| Extracted records |

►

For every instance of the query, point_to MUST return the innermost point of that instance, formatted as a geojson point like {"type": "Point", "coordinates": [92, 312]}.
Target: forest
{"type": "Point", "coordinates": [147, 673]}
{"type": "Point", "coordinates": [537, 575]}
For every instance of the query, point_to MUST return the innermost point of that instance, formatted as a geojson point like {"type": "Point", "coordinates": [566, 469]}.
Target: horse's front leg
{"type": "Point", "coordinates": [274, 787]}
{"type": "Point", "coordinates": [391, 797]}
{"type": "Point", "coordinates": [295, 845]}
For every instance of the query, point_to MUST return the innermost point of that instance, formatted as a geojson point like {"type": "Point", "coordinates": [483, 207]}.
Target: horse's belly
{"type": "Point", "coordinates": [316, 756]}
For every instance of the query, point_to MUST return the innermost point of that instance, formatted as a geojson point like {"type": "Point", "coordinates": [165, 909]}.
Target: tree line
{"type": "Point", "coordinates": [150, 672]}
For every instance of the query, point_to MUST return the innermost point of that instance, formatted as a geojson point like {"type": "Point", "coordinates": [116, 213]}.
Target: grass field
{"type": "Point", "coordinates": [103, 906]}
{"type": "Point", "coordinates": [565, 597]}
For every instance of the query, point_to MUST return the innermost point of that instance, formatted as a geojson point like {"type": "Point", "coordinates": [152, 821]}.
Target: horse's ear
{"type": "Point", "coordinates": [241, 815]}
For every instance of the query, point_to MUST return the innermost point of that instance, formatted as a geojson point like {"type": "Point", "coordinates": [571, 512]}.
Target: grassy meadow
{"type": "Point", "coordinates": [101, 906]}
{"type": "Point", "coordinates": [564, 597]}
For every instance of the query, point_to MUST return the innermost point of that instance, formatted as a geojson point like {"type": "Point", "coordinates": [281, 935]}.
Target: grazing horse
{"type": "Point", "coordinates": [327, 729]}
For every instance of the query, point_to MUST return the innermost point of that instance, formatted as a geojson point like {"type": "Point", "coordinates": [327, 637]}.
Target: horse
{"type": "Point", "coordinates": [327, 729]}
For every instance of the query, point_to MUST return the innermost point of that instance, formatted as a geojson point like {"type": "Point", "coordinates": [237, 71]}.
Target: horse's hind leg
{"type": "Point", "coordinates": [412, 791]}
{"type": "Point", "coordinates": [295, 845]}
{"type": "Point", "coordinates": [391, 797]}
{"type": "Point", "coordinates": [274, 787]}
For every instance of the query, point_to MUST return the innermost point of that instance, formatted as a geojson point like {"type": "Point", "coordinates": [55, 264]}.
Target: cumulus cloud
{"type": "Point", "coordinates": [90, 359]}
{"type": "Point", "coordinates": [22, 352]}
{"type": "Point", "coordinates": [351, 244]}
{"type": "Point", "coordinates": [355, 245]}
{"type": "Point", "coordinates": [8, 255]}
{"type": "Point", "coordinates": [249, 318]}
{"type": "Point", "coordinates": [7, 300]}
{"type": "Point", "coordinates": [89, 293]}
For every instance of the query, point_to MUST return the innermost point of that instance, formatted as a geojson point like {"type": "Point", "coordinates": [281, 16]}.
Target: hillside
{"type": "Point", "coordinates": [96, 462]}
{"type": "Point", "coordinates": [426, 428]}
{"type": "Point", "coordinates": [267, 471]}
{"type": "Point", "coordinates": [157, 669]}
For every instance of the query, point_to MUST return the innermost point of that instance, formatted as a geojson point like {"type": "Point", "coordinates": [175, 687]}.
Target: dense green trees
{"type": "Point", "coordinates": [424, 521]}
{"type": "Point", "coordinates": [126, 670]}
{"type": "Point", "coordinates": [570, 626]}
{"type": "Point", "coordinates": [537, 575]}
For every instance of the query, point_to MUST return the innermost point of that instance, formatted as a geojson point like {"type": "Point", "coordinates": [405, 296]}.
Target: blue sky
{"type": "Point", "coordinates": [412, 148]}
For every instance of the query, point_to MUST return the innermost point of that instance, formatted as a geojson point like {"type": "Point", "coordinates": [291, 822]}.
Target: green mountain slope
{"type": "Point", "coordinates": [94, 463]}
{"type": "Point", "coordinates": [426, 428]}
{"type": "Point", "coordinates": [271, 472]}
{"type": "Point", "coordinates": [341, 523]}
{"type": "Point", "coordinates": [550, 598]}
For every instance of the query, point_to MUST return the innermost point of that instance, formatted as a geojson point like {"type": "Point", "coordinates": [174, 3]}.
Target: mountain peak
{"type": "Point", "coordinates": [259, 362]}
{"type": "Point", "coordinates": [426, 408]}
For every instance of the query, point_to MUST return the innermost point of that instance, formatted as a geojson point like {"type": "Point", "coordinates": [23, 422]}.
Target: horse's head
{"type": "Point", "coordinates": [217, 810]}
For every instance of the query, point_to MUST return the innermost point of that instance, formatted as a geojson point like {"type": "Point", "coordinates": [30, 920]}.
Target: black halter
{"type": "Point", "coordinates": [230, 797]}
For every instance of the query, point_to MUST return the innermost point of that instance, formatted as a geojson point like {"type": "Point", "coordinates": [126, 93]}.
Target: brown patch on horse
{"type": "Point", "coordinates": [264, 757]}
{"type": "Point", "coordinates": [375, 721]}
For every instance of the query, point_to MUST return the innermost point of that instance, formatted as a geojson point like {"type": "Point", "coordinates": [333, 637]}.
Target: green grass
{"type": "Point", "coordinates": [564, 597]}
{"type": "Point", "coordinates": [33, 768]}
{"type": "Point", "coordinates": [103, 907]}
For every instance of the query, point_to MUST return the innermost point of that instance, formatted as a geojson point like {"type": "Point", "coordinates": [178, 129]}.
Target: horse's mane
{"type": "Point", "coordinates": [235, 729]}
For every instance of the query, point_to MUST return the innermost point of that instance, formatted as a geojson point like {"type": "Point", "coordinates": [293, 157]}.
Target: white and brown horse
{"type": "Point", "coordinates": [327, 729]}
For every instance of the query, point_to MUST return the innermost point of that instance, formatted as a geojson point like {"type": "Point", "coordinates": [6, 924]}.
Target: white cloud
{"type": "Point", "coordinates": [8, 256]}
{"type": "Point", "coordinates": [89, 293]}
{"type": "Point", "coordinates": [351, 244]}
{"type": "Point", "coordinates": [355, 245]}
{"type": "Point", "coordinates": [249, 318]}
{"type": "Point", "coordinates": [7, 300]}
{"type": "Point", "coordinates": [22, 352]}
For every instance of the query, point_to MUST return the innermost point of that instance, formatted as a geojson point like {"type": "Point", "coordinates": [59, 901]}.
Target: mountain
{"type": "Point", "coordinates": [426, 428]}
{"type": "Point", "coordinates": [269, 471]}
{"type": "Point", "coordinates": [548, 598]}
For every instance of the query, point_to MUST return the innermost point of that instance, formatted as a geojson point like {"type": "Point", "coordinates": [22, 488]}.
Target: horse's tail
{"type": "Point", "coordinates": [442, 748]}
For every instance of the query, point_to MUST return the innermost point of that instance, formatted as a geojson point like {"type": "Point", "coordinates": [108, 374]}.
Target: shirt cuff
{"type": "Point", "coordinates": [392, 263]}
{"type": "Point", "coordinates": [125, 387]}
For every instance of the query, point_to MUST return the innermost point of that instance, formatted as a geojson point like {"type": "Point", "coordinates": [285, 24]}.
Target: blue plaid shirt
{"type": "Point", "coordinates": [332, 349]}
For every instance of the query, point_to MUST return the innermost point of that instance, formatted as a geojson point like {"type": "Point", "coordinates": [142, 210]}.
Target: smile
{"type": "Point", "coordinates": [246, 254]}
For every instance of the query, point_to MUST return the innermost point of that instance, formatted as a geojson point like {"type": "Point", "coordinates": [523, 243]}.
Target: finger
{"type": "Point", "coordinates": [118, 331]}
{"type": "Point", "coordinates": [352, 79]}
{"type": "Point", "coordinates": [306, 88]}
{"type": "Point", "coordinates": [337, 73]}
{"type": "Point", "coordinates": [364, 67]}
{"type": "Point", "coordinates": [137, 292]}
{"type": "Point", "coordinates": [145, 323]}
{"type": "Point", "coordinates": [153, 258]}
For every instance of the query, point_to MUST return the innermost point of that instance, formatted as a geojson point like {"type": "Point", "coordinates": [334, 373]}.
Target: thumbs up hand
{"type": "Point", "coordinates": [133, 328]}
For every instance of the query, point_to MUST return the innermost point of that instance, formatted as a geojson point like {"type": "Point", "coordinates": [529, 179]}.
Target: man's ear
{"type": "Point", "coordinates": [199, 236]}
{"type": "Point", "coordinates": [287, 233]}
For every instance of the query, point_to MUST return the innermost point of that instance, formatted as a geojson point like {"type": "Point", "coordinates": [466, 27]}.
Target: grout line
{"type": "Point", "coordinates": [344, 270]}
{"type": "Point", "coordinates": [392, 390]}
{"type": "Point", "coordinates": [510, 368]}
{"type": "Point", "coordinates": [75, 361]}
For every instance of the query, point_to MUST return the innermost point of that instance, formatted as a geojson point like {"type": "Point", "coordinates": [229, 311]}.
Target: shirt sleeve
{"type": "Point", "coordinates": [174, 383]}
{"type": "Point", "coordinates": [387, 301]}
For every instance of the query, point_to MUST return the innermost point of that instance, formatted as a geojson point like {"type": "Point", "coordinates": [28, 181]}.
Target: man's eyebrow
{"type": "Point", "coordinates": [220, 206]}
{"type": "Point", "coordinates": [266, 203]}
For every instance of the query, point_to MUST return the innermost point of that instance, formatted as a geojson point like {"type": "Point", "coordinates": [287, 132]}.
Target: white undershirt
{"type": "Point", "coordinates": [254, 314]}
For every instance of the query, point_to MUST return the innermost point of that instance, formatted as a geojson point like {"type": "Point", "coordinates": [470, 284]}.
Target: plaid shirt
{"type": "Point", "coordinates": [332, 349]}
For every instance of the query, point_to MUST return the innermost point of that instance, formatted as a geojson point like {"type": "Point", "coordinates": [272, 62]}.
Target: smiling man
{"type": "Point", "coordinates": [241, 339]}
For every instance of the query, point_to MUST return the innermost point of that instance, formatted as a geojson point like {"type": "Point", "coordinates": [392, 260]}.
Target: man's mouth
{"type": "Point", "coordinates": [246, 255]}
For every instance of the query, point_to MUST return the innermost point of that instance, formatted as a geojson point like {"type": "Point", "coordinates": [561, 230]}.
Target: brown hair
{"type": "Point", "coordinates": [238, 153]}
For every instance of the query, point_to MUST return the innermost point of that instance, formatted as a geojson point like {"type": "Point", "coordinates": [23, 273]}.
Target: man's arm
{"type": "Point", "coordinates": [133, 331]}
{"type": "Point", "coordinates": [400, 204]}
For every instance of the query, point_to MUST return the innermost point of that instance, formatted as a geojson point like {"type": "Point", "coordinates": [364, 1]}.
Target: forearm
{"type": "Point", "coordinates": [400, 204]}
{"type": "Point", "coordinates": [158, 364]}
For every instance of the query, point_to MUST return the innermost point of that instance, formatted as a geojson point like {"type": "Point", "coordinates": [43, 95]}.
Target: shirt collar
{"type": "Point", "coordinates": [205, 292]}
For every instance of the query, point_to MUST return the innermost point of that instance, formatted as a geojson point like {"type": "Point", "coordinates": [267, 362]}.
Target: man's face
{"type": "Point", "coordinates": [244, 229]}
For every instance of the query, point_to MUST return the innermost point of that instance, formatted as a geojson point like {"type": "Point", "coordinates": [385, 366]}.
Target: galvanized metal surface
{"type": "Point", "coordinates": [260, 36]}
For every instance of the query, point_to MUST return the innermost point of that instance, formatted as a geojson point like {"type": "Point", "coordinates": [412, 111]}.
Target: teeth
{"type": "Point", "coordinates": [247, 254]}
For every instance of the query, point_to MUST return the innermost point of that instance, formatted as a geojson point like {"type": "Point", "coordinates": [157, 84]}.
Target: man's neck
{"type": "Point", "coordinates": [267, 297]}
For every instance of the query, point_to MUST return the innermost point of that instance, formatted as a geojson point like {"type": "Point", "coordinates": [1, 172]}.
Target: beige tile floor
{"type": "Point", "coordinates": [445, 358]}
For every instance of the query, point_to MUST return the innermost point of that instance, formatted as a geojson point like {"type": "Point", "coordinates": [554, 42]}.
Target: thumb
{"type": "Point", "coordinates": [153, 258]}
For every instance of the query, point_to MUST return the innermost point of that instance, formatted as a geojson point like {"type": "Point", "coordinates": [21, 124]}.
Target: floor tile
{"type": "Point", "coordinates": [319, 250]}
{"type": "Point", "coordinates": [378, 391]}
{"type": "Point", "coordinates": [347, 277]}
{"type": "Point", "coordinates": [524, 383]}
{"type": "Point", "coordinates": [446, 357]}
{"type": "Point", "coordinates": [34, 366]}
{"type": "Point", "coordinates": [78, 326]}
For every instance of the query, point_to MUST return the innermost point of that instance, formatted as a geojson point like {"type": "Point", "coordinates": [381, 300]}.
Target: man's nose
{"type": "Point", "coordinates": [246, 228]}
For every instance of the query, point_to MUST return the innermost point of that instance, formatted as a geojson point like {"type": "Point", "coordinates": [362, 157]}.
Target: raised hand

◄

| Work to complete |
Which lines in the items above contain the word "plaid"? Report each such line in full, and treat case as significant.

| Exercise answer |
Target: blue plaid shirt
Target: plaid shirt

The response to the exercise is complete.